==== DATA FOR THE TASK ====
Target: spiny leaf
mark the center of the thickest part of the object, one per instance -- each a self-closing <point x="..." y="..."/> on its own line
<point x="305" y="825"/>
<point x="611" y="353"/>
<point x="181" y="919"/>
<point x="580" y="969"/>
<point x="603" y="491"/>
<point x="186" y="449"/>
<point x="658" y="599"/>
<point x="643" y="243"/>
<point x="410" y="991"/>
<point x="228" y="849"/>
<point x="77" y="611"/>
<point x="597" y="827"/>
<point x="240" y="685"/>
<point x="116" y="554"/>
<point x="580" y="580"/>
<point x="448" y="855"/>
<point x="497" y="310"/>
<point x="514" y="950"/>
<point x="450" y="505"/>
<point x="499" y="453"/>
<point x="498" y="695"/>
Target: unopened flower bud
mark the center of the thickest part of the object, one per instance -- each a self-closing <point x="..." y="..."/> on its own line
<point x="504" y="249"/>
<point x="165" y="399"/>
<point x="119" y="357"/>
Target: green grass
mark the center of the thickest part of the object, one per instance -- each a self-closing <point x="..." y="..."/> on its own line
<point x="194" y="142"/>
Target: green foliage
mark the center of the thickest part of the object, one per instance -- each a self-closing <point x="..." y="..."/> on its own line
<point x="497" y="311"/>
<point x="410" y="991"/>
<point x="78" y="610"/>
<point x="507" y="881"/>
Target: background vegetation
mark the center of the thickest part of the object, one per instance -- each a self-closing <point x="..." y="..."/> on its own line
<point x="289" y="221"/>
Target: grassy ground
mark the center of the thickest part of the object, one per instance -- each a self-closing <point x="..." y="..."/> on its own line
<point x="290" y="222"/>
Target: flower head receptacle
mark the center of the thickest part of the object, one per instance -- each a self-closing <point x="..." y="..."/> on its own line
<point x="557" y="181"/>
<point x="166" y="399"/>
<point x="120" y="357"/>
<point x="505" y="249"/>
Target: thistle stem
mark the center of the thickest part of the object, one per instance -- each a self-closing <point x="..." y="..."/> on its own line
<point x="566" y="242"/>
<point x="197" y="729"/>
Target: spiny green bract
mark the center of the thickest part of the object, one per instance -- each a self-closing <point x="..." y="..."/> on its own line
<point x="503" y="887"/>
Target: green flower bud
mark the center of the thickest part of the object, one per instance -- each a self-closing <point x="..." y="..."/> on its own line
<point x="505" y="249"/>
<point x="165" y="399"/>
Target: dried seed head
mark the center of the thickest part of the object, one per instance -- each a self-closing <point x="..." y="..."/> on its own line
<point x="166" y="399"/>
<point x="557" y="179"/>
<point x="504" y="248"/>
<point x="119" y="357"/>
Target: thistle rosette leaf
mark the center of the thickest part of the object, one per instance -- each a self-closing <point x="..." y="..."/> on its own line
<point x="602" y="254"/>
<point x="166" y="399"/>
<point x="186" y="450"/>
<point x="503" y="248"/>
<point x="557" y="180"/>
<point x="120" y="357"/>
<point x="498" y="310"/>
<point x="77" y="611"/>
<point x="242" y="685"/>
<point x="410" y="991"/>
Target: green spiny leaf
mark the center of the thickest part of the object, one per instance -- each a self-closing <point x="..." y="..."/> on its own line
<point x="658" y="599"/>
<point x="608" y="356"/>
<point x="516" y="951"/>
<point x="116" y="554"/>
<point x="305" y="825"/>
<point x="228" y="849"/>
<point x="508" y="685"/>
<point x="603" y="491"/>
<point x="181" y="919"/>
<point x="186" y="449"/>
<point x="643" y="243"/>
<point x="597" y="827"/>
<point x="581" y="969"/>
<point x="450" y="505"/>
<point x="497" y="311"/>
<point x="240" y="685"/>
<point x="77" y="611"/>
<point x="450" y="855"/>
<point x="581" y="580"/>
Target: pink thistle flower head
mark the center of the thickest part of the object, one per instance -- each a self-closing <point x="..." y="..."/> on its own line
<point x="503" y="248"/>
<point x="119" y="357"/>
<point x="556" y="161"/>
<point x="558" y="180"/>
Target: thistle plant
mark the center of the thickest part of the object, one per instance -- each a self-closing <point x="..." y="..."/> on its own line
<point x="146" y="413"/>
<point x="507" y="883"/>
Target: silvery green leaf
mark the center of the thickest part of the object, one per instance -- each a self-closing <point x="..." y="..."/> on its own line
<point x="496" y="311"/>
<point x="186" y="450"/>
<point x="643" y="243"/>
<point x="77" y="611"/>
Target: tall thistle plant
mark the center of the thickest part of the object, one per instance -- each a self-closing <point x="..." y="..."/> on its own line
====
WRITTEN PROBLEM — Print the entries exactly. Include every one.

TASK RESPONSE —
Target: spiny leaf
mark the center of the thickest part of the object, one per instance -- each a self-closing <point x="..." y="..."/> on its own line
<point x="305" y="825"/>
<point x="611" y="353"/>
<point x="181" y="919"/>
<point x="580" y="969"/>
<point x="603" y="491"/>
<point x="186" y="449"/>
<point x="658" y="599"/>
<point x="643" y="243"/>
<point x="410" y="991"/>
<point x="228" y="849"/>
<point x="77" y="611"/>
<point x="597" y="827"/>
<point x="240" y="685"/>
<point x="116" y="554"/>
<point x="580" y="580"/>
<point x="448" y="855"/>
<point x="497" y="310"/>
<point x="514" y="950"/>
<point x="450" y="505"/>
<point x="499" y="453"/>
<point x="498" y="695"/>
Target: unopened flower bud
mark the center of the thickest part of the object, one per instance -- each a self-closing <point x="..." y="..."/> on its own line
<point x="504" y="249"/>
<point x="165" y="399"/>
<point x="119" y="357"/>
Target: green grass
mark the center of the thickest part of the object, one per instance -- each a self-closing <point x="..." y="..."/> on its own line
<point x="194" y="142"/>
Target: green foliage
mark the center of the thickest part of the object, one per instance -- each a self-closing <point x="..." y="..."/> on its own line
<point x="497" y="311"/>
<point x="410" y="991"/>
<point x="78" y="610"/>
<point x="507" y="881"/>
Target: background vegetation
mark the center of the thickest part of the object, one per instance -- each a self-closing <point x="..." y="..."/> on its own line
<point x="289" y="221"/>
Target: grassy ground
mark the center of the thickest part of the object, one per instance -- each a self-closing <point x="..." y="..."/> on its own line
<point x="290" y="222"/>
Target: flower head receptacle
mark the center of the thickest part of the object, one per instance -- each a self-closing <point x="..." y="..."/> on its own line
<point x="557" y="181"/>
<point x="166" y="399"/>
<point x="120" y="357"/>
<point x="505" y="249"/>
Target: thistle stem
mark the center of the thickest part of the object, one per instance -- each a self-closing <point x="..." y="..."/> on its own line
<point x="566" y="242"/>
<point x="197" y="729"/>
Target: spiny green bract
mark the center of the thickest part of the object, one per instance -- each a self-closing <point x="..." y="..."/> on its own line
<point x="503" y="887"/>
Target: green flower bud
mark the center of the thickest part of the object, one per instance -- each a self-closing <point x="..." y="..."/> on its own line
<point x="505" y="249"/>
<point x="165" y="399"/>
Target: dried seed head
mark the center of the thickest part of the object, one per instance -- each a self-closing <point x="..." y="..."/> on its own line
<point x="166" y="399"/>
<point x="557" y="179"/>
<point x="504" y="248"/>
<point x="119" y="357"/>
Target: thistle rosette leaf
mark the center of the thickest part of the object, one per instance -- each a self-closing <point x="..." y="..."/> on its own line
<point x="602" y="254"/>
<point x="166" y="399"/>
<point x="186" y="450"/>
<point x="503" y="248"/>
<point x="557" y="180"/>
<point x="120" y="357"/>
<point x="498" y="310"/>
<point x="77" y="611"/>
<point x="242" y="685"/>
<point x="410" y="991"/>
Target: green spiny leaf
mark the center of the thickest part of the object, one per instance -- each a self-closing <point x="..." y="..."/> on its own line
<point x="658" y="599"/>
<point x="608" y="356"/>
<point x="516" y="951"/>
<point x="116" y="554"/>
<point x="305" y="825"/>
<point x="228" y="849"/>
<point x="508" y="685"/>
<point x="603" y="491"/>
<point x="181" y="919"/>
<point x="186" y="449"/>
<point x="643" y="243"/>
<point x="597" y="827"/>
<point x="581" y="969"/>
<point x="450" y="505"/>
<point x="497" y="311"/>
<point x="240" y="685"/>
<point x="77" y="611"/>
<point x="450" y="855"/>
<point x="581" y="580"/>
Target: pink thistle flower head
mark the center of the thickest part of the object, one per instance -- each a self-closing <point x="..." y="..."/> on its own line
<point x="503" y="248"/>
<point x="119" y="357"/>
<point x="556" y="161"/>
<point x="558" y="180"/>
Target: thistle plant
mark the center of the thickest part of the object, one per instance -- each a self-closing <point x="..." y="..."/> on its own line
<point x="146" y="413"/>
<point x="507" y="883"/>
Target: silvery green leaf
mark the center of the thickest part of the object, one per instance -- each a self-closing <point x="..." y="..."/> on its own line
<point x="496" y="311"/>
<point x="186" y="450"/>
<point x="643" y="243"/>
<point x="77" y="611"/>
Target: tall thistle plant
mark the center of the thickest part of the object, one per instance -- each a self-closing <point x="..." y="..."/> on its own line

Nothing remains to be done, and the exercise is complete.